### EXERCISE
Could you set down every record below exactly as it appears?

### Excerpts from a dataset
* * * * *

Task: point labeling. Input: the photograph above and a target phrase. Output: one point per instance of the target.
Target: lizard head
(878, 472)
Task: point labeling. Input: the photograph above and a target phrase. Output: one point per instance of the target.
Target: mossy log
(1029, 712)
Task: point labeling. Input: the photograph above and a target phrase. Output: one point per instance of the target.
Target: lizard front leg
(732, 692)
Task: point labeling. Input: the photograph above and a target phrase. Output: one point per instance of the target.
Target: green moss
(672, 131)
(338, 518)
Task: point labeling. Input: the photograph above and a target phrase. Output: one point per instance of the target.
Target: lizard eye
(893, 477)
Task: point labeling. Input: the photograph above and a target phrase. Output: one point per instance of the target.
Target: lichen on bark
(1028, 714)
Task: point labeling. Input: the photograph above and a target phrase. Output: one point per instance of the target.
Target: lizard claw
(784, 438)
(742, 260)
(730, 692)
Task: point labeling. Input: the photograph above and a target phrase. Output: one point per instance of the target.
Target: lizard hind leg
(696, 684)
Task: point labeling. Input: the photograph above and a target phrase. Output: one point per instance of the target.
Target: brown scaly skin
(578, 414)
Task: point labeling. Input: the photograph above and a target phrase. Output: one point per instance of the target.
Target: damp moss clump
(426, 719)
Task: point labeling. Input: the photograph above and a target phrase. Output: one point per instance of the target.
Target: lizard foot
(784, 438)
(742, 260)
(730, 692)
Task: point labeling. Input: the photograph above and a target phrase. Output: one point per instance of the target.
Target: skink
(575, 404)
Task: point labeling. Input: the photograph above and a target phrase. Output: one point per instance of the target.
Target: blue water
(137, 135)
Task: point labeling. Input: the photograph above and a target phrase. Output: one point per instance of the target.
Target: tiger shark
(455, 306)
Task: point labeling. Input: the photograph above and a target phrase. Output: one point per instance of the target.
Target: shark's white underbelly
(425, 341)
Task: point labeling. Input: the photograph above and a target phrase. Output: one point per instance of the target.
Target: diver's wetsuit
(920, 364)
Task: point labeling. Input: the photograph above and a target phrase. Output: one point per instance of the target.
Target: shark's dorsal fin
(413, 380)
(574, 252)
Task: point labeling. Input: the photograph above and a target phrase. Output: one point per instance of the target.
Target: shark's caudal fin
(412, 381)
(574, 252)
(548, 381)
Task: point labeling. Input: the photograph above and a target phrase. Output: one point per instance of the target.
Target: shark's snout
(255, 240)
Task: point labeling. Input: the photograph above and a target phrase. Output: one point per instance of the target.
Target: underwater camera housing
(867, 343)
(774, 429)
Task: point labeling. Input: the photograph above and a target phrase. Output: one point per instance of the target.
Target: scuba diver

* * * * *

### ANSWER FOR THE TASK
Task: point labeling. Input: the photograph above and a target phrase. Output: one point per instance of the target.
Target: lizard head
(878, 472)
Task: point labeling. Input: the photograph above and a target phrase. Output: one point per instance of the target.
Target: mossy log
(1029, 712)
Task: point labeling. Input: the photograph above and a target phrase. Output: one point per instance of the target.
Target: lizard front leg
(732, 692)
Task: point labeling. Input: the photograph above and a target phrase. Output: one point per instance of the target.
Target: green moss
(672, 131)
(338, 518)
Task: point labeling. Input: the photograph above and a target phrase. Output: one point per instance of the target.
Target: lizard eye
(893, 477)
Task: point labeling. Input: the photograph above and a target phrase. Output: one point per instance of the target.
Target: lichen on bark
(1028, 714)
Task: point labeling. Input: the photograph above and a target phrase. Output: one point per instance of the target.
Target: lizard claw
(784, 438)
(742, 260)
(730, 692)
Task: point labeling. Input: the photograph above and a target phrase. Output: one point per instance of the target.
Target: lizard hind leg
(696, 684)
Task: point labeling. Input: the photograph above and a target phrase. Output: one point per instance of the target.
Target: brown scaly skin
(578, 414)
Task: point labeling. Input: the photograph above and a target phrase. Output: one point per instance of the target.
Target: damp moss clump
(426, 719)
Task: point labeling. Input: the photograph above and a target phrase. Output: one point per instance of the target.
Target: lizard foot
(784, 438)
(742, 260)
(730, 692)
Task: point labeling. Input: the photograph above and a target phrase. Output: one point per instance of the target.
Target: skink
(575, 404)
Task: point labeling. Input: the photograph above and a target phrase. Output: one point per instance of the target.
Target: blue water
(137, 135)
Task: point labeling. Input: the photograph above and a target phrase. Output: one point per instance of the target.
Target: tiger shark
(455, 306)
Task: point labeling. Input: the photograph above and a target phrase. Output: one point per instance of the target.
Target: shark's white underbelly
(425, 341)
Task: point labeling. Input: the photograph above and a target phrase. Output: one point per instance of the target.
Target: diver's wetsuit
(920, 364)
Task: point labeling. Input: the photograph above and a target phrase. Output: one point per instance of the target.
Target: shark's dorsal fin
(413, 380)
(574, 252)
Task: point labeling. Input: the photograph above and a target phrase. Output: one point per instance of the target.
Target: shark's caudal fin
(412, 381)
(574, 252)
(548, 381)
Task: point labeling. Input: the photograph above and a target phrase. Output: one point per instance of the target.
Target: shark's snout
(255, 240)
Task: point labeling. Input: the photograph above and a target phrase. Output: one point per instance of the target.
Target: underwater camera housing
(867, 343)
(774, 429)
Task: point labeling. Input: the photograph above and a target phrase. Output: one point per instance of the target.
Target: scuba diver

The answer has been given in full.